▶ _Point-per-instance localization data_
>>>

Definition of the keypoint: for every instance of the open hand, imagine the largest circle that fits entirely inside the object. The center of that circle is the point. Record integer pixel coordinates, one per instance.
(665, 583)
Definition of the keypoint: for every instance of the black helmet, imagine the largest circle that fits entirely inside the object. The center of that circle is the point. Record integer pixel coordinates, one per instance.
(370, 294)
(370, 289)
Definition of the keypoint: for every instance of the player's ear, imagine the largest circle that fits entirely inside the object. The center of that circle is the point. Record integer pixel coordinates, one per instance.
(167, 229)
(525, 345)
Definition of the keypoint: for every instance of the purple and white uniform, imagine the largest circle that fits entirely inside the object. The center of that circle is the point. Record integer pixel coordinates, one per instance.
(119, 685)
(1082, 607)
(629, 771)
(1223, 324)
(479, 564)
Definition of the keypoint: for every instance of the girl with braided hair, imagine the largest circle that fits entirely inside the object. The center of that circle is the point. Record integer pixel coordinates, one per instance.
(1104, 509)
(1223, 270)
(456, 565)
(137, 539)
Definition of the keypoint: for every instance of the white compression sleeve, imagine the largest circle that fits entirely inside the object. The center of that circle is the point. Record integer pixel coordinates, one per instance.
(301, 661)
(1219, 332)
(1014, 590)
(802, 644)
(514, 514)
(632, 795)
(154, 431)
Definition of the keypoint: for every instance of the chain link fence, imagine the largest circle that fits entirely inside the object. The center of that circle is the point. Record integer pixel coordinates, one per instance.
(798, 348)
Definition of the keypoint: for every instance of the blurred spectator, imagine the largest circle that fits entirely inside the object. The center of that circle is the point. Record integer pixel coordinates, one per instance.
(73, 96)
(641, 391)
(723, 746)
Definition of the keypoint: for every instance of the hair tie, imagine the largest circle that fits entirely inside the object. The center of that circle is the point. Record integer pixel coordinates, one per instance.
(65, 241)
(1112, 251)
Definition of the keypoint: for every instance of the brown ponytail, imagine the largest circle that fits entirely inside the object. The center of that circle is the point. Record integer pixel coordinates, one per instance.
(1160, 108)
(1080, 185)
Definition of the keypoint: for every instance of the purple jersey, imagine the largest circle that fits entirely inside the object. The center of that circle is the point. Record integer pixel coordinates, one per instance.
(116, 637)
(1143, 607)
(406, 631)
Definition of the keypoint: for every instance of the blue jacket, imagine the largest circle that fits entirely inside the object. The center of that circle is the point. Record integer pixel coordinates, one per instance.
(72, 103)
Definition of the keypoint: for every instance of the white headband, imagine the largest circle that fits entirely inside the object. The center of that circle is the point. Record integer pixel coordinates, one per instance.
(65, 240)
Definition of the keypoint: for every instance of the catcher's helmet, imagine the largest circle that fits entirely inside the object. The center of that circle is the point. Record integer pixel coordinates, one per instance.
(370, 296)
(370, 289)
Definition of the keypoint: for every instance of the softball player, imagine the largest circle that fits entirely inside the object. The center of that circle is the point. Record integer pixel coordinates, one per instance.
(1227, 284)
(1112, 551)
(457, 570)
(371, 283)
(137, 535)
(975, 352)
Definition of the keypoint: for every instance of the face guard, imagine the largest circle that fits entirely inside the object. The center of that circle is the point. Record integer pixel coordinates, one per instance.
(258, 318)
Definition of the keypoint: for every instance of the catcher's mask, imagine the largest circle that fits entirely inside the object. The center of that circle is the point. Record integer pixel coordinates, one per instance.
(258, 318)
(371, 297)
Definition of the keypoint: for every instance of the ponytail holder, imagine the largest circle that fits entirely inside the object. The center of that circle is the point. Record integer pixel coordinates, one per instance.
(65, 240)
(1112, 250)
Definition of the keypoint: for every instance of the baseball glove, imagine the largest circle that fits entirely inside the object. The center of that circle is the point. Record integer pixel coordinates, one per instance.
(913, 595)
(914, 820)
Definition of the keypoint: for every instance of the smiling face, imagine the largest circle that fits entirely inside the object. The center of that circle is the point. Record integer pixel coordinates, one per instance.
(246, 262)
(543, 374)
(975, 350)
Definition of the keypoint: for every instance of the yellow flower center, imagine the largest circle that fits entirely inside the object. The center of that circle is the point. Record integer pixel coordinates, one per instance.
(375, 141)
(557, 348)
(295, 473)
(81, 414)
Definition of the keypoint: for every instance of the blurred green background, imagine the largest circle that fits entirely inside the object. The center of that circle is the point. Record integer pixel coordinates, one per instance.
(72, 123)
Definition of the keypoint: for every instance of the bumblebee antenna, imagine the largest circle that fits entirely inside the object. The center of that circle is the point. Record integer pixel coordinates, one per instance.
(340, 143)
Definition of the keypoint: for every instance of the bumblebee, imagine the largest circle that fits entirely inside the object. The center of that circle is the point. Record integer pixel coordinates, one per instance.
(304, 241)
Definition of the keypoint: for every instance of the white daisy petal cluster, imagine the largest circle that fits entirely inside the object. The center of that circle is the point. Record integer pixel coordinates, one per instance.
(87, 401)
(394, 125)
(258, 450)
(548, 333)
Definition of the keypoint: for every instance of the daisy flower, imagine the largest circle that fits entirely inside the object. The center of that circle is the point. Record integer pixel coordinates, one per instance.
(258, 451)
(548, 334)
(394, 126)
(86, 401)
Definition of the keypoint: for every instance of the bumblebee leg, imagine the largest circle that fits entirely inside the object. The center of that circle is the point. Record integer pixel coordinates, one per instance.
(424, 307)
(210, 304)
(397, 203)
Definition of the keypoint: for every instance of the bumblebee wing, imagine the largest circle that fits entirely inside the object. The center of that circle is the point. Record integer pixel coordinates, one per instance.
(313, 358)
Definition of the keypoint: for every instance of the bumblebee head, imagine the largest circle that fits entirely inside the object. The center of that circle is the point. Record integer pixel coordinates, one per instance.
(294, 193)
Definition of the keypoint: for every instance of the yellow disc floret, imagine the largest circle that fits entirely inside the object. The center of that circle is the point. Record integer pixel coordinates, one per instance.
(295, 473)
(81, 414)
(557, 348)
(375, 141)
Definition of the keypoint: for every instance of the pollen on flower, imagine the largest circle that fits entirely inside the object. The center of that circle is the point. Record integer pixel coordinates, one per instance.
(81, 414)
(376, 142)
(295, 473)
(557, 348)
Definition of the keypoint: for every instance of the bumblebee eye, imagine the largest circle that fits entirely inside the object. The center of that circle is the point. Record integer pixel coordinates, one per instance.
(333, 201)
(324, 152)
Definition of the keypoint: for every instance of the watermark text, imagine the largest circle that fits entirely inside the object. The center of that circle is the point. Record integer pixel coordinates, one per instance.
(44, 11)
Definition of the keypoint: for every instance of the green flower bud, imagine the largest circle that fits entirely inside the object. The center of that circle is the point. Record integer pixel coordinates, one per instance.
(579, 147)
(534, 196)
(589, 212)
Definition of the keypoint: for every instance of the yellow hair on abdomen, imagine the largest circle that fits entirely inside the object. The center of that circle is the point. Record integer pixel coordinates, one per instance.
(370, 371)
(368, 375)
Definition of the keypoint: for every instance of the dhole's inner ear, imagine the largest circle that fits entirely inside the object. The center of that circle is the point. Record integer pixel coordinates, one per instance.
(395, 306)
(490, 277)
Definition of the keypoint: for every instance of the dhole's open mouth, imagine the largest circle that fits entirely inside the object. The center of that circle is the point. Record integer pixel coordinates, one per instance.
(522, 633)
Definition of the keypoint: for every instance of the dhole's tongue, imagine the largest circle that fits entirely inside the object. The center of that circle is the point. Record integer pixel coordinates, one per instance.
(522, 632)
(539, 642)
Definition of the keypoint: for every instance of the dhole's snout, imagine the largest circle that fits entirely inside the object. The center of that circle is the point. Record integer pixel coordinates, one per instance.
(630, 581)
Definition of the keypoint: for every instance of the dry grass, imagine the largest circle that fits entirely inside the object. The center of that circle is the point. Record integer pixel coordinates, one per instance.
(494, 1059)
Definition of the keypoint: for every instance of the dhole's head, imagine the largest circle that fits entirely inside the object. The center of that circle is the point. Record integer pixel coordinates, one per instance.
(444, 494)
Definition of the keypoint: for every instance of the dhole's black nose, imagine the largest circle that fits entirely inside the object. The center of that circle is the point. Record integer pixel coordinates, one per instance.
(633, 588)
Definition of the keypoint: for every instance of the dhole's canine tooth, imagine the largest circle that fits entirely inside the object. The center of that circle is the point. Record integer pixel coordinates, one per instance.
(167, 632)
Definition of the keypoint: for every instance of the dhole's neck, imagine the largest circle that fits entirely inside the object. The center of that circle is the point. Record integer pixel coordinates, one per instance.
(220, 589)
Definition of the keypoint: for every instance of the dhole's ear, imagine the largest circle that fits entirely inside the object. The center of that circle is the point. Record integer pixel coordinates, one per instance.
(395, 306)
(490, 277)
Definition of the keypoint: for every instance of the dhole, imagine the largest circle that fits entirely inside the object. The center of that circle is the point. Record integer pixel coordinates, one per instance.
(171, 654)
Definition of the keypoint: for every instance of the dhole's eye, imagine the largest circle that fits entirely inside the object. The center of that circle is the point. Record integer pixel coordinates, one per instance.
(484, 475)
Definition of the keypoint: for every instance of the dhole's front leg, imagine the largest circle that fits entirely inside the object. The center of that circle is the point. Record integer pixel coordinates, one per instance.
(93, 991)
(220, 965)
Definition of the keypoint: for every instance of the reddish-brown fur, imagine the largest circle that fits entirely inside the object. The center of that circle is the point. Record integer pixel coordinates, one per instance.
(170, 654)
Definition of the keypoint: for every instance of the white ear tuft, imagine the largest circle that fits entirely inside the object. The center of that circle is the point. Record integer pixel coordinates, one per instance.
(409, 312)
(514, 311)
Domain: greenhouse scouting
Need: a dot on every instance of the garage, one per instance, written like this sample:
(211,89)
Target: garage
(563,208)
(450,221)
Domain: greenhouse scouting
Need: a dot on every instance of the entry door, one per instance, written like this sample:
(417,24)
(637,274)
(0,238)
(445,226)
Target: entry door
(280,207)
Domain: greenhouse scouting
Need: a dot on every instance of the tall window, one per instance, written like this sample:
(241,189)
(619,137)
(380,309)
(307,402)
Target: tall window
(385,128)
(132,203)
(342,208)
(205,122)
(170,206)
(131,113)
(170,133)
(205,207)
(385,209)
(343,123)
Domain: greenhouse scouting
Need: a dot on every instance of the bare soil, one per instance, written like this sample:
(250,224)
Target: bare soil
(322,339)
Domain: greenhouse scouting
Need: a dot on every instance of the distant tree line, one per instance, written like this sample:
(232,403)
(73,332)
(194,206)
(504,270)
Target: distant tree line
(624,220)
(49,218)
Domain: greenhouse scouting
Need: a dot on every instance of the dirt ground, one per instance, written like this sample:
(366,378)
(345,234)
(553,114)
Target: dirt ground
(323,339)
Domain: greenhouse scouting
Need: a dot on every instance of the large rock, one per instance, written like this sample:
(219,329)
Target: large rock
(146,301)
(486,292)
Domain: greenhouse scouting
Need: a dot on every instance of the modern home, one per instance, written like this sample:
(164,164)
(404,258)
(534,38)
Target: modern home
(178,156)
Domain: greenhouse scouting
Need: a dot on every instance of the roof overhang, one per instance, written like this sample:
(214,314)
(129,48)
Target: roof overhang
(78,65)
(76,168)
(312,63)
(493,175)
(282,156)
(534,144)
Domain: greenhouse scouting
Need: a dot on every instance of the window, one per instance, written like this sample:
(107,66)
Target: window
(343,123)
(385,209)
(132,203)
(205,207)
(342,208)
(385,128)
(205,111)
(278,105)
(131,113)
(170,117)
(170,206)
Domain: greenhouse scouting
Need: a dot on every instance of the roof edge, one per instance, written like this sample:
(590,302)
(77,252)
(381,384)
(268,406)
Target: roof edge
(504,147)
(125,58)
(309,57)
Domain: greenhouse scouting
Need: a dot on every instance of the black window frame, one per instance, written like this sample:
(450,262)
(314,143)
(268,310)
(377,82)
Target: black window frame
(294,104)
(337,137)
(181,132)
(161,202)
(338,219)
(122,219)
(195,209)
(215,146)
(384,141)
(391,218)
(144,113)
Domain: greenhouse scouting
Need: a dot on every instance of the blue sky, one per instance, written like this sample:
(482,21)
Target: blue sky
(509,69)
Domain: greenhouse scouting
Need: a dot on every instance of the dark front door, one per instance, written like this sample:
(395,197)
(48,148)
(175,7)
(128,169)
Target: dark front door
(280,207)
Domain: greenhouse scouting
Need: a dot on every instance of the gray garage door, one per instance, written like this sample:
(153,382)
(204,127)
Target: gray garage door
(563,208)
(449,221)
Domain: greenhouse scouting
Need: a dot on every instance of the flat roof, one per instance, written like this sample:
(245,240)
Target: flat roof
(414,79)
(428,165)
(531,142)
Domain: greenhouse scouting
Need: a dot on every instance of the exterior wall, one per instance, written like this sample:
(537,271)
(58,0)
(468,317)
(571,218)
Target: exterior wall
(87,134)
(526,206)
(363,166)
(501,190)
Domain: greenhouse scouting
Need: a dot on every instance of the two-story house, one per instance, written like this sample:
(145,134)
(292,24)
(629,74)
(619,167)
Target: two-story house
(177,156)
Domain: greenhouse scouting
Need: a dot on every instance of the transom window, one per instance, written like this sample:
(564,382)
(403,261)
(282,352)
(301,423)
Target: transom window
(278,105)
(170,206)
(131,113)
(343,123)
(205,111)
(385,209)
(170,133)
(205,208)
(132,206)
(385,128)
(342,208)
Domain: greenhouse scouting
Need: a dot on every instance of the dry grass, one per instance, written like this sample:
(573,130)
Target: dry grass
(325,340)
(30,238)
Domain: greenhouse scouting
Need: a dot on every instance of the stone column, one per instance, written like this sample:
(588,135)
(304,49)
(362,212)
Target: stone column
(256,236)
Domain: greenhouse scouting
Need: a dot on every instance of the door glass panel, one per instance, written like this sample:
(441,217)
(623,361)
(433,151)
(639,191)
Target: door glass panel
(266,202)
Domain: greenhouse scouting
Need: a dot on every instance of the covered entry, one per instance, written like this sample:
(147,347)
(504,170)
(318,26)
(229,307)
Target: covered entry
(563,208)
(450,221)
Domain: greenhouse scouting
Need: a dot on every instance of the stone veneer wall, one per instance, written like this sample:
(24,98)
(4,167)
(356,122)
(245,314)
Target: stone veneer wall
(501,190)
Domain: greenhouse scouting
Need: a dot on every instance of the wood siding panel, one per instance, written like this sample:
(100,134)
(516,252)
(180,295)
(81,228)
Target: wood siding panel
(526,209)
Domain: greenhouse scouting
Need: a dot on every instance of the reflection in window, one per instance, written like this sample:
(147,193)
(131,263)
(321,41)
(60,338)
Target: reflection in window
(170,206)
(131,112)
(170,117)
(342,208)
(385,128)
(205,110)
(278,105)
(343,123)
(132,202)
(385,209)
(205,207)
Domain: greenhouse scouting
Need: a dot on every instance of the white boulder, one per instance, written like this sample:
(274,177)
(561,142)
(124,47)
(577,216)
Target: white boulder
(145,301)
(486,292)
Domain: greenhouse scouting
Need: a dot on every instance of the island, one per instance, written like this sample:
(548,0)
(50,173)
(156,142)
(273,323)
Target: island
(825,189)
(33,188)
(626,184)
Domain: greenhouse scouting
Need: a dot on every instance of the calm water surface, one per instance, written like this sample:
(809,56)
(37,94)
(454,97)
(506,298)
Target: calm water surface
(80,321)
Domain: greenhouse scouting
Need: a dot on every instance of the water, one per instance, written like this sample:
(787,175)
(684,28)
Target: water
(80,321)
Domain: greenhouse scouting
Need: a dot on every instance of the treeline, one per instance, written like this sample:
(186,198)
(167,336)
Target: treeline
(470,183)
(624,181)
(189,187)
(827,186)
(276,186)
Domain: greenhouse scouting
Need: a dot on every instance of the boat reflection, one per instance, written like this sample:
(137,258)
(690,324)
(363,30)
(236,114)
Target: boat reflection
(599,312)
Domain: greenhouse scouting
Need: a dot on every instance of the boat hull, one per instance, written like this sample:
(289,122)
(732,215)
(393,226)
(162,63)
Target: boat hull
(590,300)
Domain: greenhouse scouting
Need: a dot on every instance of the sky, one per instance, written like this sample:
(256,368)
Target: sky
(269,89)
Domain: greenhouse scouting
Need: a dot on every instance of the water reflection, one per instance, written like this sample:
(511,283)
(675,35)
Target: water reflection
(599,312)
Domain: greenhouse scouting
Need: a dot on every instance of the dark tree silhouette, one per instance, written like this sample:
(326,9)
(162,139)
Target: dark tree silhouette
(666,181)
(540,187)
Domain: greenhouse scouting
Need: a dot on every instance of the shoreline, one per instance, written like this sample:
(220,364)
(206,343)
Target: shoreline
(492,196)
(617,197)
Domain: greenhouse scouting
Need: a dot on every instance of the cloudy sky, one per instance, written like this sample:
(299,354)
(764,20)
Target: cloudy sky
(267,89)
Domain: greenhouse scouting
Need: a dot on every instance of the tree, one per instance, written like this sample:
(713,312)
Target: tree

<<<

▶ _TASK REQUIREMENTS_
Reproduce only those lines of the entries above that run from the line with "Target: shoreline" to the final line.

▶ _SOLUTION_
Target: shoreline
(492,196)
(617,197)
Domain: greenhouse scouting
Need: a dot on every instance of the cloudy sky, one per instance, written like this sample:
(299,354)
(764,20)
Target: cloudy sky
(267,89)
Domain: greenhouse scouting
Need: a dot on every instance of the tree, one per instance, written like this sample:
(713,312)
Target: tree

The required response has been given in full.